Answer these questions from the carrot text:
1. What pigment, needed for seeing in low light, does vitamin A help form?
2. Besides beta-carotene, what antioxidant in carrots is named?
3. What kind of fat does the text suggest eating with carrots?

- [Text section]:
============================================================
Studies also show that people with low levels of beta-carotene are more prone to developing cancer, especially those associated with the lung and stomach. Adding more carrots and cabbage to your diet will greatly reduce your chance of dying early from cancer. And what’s best for your body’s cells is also good for your heart. Eating plenty of carrots and other fruits and vegetables that are rich in beta-carotene and other related compounds could easily reduce your risk of having a heart attack.

The beta-carotene in carrots is able to perform a double duty. It has the ability to convert to vitamin A in your body and that’s one good reason it helps improve your night vision. Vitamin A also helps your vision by forming a biological pigment called rhodopsin, your eye needs in order to see in low light.

Rhodopsin is located in the light-sensitive area of your retina. The more vitamin A you get, the more rhodopsin your body is able to produce. If you find it difficult driving your car after dark, there’s a good possibility you could be suffering from night-blindness due to a low-level of vitamin A.

It’s not only beta-carotene that gives carrots their protective edge. They contain another antioxidant called alpha-carotene that also has the ability to help in the fight against lung cancer.

Cocktail of Carrots

Carrots-4

Getting the most out of your Carrots

While I’m going on about the health benefits of carrots, you might want to add a small amount of fat with your carrots, because the beta-carotene in carrots needs fat to make the journey through your intestinal wall and into your body. When I talk about fat. I’m not talking about any old fat, especially the bad trans fats that come from meat and dairy products. I’m talking about monounsaturated fats, the good cholesterol type you find in seeds, nuts and avocado. So the next time you serve raw carrot sticks, why not accompany them with a delicious avocado dip, because avocado is a good fat source.
============================================================
- [Given data]:

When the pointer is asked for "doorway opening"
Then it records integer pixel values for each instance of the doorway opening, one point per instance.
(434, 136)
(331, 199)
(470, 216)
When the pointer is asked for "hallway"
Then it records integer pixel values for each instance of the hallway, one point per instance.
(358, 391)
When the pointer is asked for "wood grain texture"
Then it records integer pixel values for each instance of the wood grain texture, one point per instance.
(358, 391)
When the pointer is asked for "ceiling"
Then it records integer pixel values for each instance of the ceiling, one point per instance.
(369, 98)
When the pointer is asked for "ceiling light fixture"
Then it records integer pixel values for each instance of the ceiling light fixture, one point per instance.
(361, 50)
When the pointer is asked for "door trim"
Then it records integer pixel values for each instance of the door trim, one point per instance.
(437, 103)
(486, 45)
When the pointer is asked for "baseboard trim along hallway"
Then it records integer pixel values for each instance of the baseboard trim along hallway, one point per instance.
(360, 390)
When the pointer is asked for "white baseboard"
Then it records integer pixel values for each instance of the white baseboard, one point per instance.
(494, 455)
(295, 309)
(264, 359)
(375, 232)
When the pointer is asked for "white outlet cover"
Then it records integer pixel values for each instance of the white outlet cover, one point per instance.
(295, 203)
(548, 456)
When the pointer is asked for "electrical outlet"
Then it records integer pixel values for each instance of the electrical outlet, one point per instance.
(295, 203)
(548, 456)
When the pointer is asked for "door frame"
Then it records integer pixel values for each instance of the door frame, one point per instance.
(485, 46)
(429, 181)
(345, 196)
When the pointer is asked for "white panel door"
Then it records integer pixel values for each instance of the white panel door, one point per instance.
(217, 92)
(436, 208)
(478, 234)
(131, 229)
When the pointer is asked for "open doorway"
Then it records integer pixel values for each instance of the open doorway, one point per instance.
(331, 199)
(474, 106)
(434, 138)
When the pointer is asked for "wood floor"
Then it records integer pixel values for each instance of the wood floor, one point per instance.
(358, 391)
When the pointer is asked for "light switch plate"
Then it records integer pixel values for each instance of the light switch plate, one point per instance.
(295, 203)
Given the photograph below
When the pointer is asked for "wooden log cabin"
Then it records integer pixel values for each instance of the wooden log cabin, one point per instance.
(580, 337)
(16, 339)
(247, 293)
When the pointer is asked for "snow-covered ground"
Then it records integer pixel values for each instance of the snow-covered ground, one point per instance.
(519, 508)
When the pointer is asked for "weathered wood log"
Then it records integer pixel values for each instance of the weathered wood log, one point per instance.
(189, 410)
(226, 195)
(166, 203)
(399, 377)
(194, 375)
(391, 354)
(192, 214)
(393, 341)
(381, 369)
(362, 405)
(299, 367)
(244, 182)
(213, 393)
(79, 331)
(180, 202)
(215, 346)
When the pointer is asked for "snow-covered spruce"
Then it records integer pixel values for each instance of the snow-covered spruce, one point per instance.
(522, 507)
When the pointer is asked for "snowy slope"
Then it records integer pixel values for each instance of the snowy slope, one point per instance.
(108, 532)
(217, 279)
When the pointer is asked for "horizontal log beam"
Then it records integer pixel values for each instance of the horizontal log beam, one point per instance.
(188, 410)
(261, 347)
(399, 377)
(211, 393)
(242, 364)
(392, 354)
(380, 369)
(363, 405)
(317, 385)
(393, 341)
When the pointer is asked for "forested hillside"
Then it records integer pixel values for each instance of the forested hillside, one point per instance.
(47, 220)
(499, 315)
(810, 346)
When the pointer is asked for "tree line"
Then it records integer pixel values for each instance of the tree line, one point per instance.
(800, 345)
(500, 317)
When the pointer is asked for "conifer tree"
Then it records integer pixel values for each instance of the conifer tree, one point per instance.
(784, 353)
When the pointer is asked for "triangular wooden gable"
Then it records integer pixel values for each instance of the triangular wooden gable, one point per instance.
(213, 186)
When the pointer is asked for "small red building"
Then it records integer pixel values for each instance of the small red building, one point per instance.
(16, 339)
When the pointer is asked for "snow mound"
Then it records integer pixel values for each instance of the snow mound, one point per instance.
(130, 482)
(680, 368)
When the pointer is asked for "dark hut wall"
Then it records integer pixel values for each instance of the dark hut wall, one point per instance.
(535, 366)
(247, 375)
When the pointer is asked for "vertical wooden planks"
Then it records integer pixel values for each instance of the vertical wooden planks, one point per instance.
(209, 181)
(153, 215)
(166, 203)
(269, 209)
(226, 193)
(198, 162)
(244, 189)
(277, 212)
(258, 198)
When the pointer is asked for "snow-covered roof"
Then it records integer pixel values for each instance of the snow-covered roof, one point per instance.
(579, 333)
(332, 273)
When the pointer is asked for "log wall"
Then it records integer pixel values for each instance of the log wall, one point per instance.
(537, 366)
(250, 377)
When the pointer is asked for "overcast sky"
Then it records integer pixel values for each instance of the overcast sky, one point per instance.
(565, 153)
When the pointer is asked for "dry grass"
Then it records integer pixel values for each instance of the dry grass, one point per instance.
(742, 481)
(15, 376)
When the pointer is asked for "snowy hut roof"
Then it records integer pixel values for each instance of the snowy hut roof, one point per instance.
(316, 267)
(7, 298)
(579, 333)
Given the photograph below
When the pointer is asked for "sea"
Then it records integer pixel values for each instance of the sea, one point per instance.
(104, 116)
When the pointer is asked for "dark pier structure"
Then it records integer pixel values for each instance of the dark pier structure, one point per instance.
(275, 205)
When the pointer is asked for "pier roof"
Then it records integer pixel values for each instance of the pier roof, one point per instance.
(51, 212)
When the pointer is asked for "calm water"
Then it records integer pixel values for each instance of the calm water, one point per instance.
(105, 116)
============================================================
- [Solved problem]:
1. Rhodopsin
2. Alpha-carotene
3. Monounsaturated fats, such as those in seeds, nuts and avocado